━━ EXTRACTED MATERIAL ━━
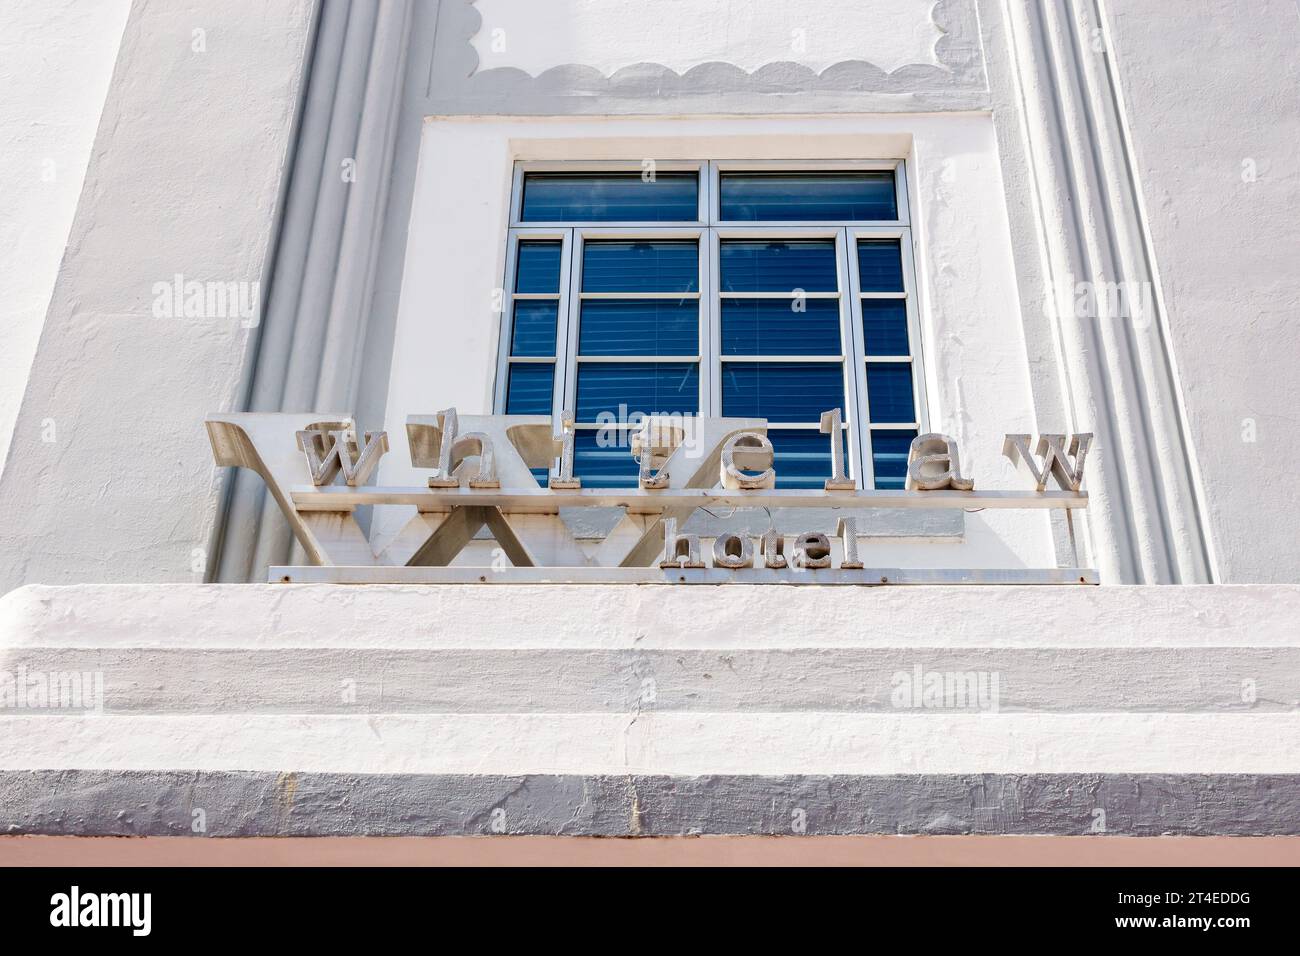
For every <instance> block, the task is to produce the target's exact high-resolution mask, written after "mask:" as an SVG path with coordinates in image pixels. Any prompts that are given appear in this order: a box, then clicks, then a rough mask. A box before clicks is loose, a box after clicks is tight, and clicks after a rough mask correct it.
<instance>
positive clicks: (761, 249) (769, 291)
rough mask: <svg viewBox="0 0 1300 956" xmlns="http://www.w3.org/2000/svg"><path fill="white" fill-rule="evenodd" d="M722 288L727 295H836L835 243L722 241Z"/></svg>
mask: <svg viewBox="0 0 1300 956" xmlns="http://www.w3.org/2000/svg"><path fill="white" fill-rule="evenodd" d="M720 256H722V272H723V274H722V287H723V291H727V293H792V291H794V290H796V289H802V290H803V291H806V293H833V291H836V289H839V285H837V282H836V276H835V241H833V239H790V241H777V242H768V241H759V242H750V241H731V239H728V241H723V243H722V250H720Z"/></svg>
━━━
- **ACTIVITY**
What lines in the data above carry "clicks"? Return them all.

- **TASK SOLUTION**
For every <instance> block, the task is to produce the target's exact high-resolution mask, written after "mask:" as an SVG path with coordinates in image pixels. Any prompts that are given appear in this order: a box, then clicks, then a rough mask. A box before clicks is loose, a box after clicks is tight, and clicks after a rough mask correct it.
positive clicks: (761, 249) (769, 291)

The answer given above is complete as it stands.